* PAGE EXTRACT:
---
This is an interesting concept. Imagine the wildlife folks actually working with landowners to find out about the wildlife we raise for them. Know anything about this, Oldtimer?
Ranchers as biologists
By JEFF GEARINO
Southwest Wyoming bureau
Monday, March 06, 2006
GREEN RIVER -- Longtime Sublette County rancher John Andrikopoulos knows he has an awful lot of sage grouse on the more than 15,000 acres of private and leased land used by his cattle operation. And there are neighboring ranches with good sage grouse habitat as well.
But unfortunately -- when it comes to the big decisions made by government agencies about how best to manage species such as sage grouse considered for special protection under the Endangered Species Act -- just knowing you have sage grouse on your land doesn't really count for much. Not without hard data to back it up.
Andrikopoulos and other western Wyoming ranchers are going after that hard data through a four-year project developed under the auspices of the Wyoming Wildlife Heritage Foundation.
The pilot project aims to develop programs and methods to help ranchers compile much-needed data about wildlife and wildlife habitat on their land. With that data, ranchers could then integrate agricultural land use with wildlife habitat management planning -- and maybe get a bigger say in federal decisions that affect wildlife on private lands in Wyoming.
"We see what's going on out there every day on the ground, but so often the rancher defers ... to the Game and Fish (Department) or (U.S. Fish and Wildlife) Service and the expertise of others. And while he's kind of not ignored, he's not a player," Andrikopoulos said. "Hopefully, this process is going to get us to the point where the rancher can become a player in all this data that's out there."
A contribution from EnCana Oil and Gas USA Inc. to the Wildlife Heritage Foundation included a donation of about $180,000 to help fund part of the unique ranching/wildlife planning project.
A consultant is working to design the system that will combine agricultural land management with wildlife and wildlife habitat management, officials involved in the project said.
The end result in 2008 will be a computer model that can be used by any ranch owner in Wyoming to increase, enhance and maintain wildlife habitat, said consultant Dave Lockman with Wildlife Management Services of the Rockies LLC.
"This basically gives ag producers the opportunity to make some contributions to an active management program to help prevent the listing (under the Endangered Species Act) of species like the sage grouse," Lockman said in a phone interview.
"Ranchers want to make a contribution to wildlife, and I think this is another forum for them to do so," Lockman said.
Three pilot ranches
Lockman said the project involves the development of multidisciplinary planning for three different ranches in Wyoming. The participating ranches are similar in their livestock operations, but have different kinds of wildlife habitat.
As part of the project, inventory work began in early 2005 on Andrikopoulos's 15,000-acre ranching operation in Sublette County. Inventory collection will begin in March on an approximately 45,000-acre ranch in Fremont County, according to plans.
Lockman said officials were in the process of selecting the third ranch, which most likely will be located in Carbon County. A second oil and gas company is being considered to fund the third pilot test ranch.
---
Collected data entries
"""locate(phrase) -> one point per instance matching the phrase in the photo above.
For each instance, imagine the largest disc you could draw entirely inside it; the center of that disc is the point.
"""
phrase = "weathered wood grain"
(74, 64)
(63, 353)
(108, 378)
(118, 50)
---
* TASK SET:
(a) List every Wyoming county named in the article on ranchers as biologists.
(b) According to the article on ranchers as biologists, how much did EnCana Oil and Gas USA Inc. donate to help fund the project?
(c) Pick up the article on ranchers as biologists after its last sentence and continue it.

* OUTPUTS IN ORDER:
(a) Sublette County, Fremont County, Carbon County

(b) About $180,000.

(c)
"Basically, the process we go through is to first identify what (wildlife) is out there now, what the wildlife habitat is, what the habitat relationships are and how the rancher is using that habitat," Lockman said.
Under the project, each rancher will set livestock, cropland and wildlife habitat management goals and objectives. From that, an agriculture/wildlife management plan will be developed for each ranch. The plans will include site-specific habitat improvement plans.
"From what we learn in applying a process tailored to each of the three ranches ... a model will be developed for integrated agriculture/wildlife planning and management that will have the capabilities of application on any Wyoming ranch," Lockman said.
"We're going to be designing a system that is feasible for the rancher to do, including the monitoring and the gathering of that baseline information he'll need," he said. "Plus maybe we can show them where they can go for some funding to get this stuff done."
Sublette project
Andrikopoulos's ranch is about 10 miles outside of Daniel. The most important part of the project is the gathering of baseline data on habitat and wildlife that can then be used later to plan management goals and objectives, he said.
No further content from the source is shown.